■ Görev tanımı
• A. Earth First! ve ELF hakkındaki metne göre aşağıdaki soruları yanıtlayın.
(i) FBI, ELF'yi hangi yıl ABD'nin kendi sınırları içindeki en büyük ‘terörist’ tehdit olarak tanımladı?
(ii) Earth First! hangi yıl, kimin öncülüğünde kuruldu?
(iii) EF!'de “devrimci ekoloji” anlayışı hangi yıldan itibaren egemen olmaya başladı?
• B. Earth First! ve ELF hakkındaki metinden "2005 yılında FBI, Earth" sözcüklerinden aşağıya, "zarardan sorumlu tutulur." sözcüklerine kadar olan bölümü hiç değiştirmeden çıkarın.

■ Metin bölümü

((

2005 yılında FBI, Earth Liberation Front (ELF–Yeryüzü Kurtuluş Cephesi) örgütünü ABD’nin kendi sınırları içindeki en büyük ‘terörist’ tehdit olarak tanımlar. ELF, binden fazla “suç olayı”ndan ve mala yönelik milyonlarca dolarlık zarardan sorumlu tutulur.
ELF’nin kökenleri, 1980’de ABD’de Dave Foreman öncülüğünde kurulan Earth First!’e (EF) dayanır. Norveçli felsefeci Arne Naess’in geliştirdiği, insan-merkezcilik yerine yaşam-merkezciliği savunan “derin ekoloji” anlayışı ile Amerikan yerli kültürünün unsurlarını birleştiren grup, Greenpeace (1971) gibi lobi faaliyetleri ve kampanya çalışmaları yürüten diğer çevreci gruplardan farklı olarak, doğrudan eylemi benimser. İlk yıllarında EF!’nin izlediği üç doğrudan eylem stratejisi vardır: 1) kamuoyunun dikkatini çevre tahribatına çekmek üzere gerçekleştirilen sembolik eylemler; 2) tahribatı engellemeye yönelik blokaj ve endüstriyel teçhizata zarar verilen ekotaj (ekolojik sabotaj) eylemleri; 3) her yıl farklı bir yerde toplanan Round River Buluşması [Round River Rendezvous] gibi, hem sanat etkinliklerinin düzenlendiği, hem de farklı kesimlerden eylemcilerin biraraya gelerek taktik ve becerilerini paylaştıkları buluşmalar.[1] Round River Buluşmaları, kimi araştırmacılar tarafından Zapatistlerin 1990’ların sonunda başlattıkları uluslararası Encuentro’lara [Buluşma] benzetilir; buluşmalar, eylemciler arasında “isyancı eğitim ve bilgi üretimi sistemleri”nin geliştirilmesini sağlar.[2]
1989’dan itibaren EF!’de “devrimci ekoloji” anlayışı egemen olmaya başlar. Judi Bari’nin sözleriyle: “...toplumsal ve biyolojik sorunları, sınıf mücadelesini ve küresel kapitalizmin halkların bastırılması ve doğanın yok edilmesindeki rolünün kavranmasını kapsayan bir devrimci ekoloji teorisine ihtiyacımız var.”[3] Judi Bari, işçi sınıfının ve yoksul kesimlerin hareket saflarına çekilmesi için uğraşır; endüstriyel makineyi bilfiil işleten işçilerin katılımı olmadan, “beyaz” ayrıcalıklı kesimlerin sürdüreceği bir direnişin sonuç vermeyeceğini öne sürer. Bu dönemde EF! içinde çatlaklar oluşmaya başlar; ancak hareketin kitleselleşme yönündeki bu hamleleri, EF!’nin ABD dışına yayılmasını sağlar.

))

■ Kayıtlı veriler
((

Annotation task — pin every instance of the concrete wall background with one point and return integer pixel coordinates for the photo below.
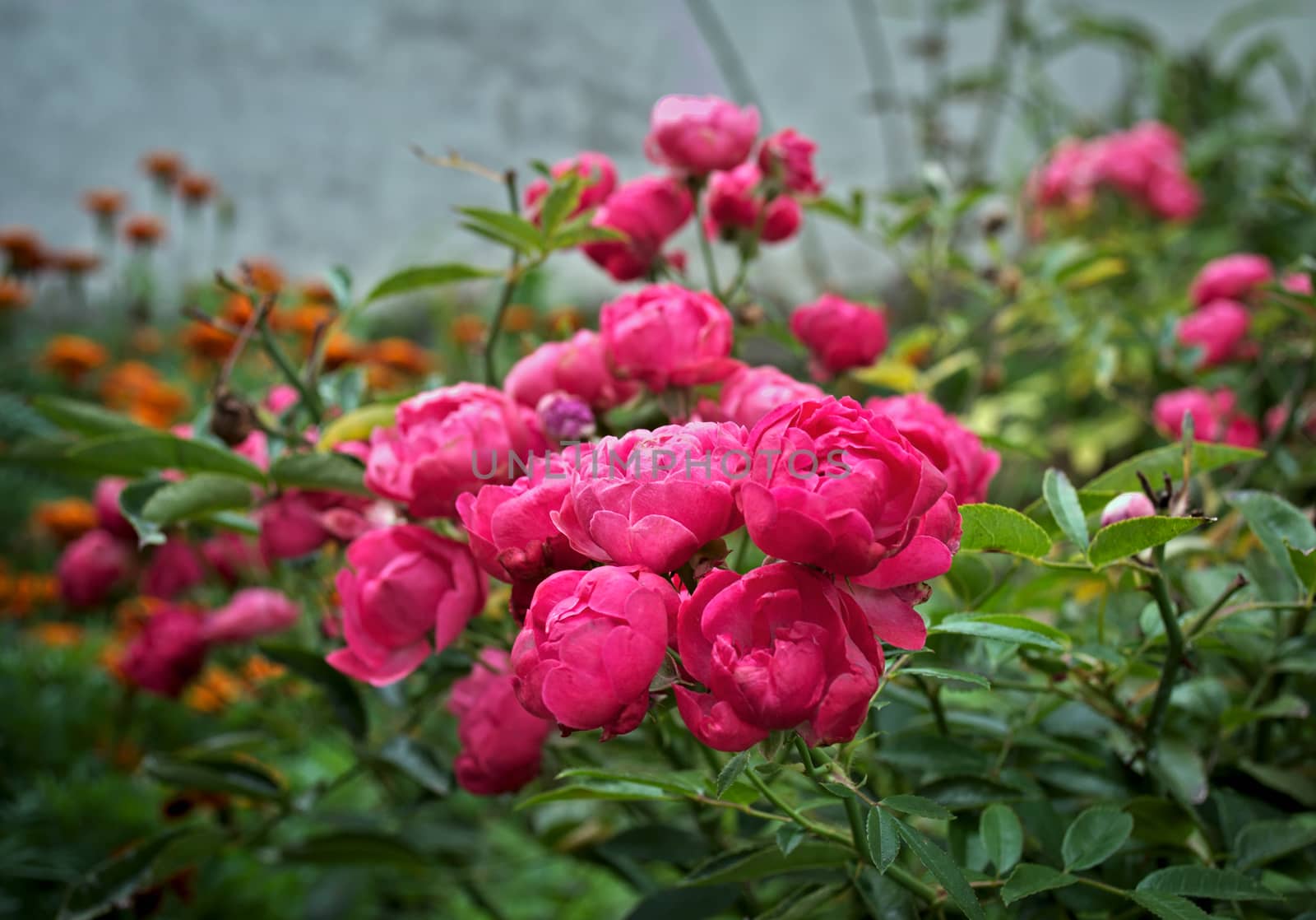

))

■ Beklenen sonuçlar
• A.
(i) 2005
(ii) 1980'de, Dave Foreman öncülüğünde
(iii) 1989

• B.
2005 yılında FBI, Earth Liberation Front (ELF–Yeryüzü Kurtuluş Cephesi) örgütünü ABD’nin kendi sınırları içindeki en büyük ‘terörist’ tehdit olarak tanımlar. ELF, binden fazla “suç olayı”ndan ve mala yönelik milyonlarca dolarlık zarardan sorumlu tutulur.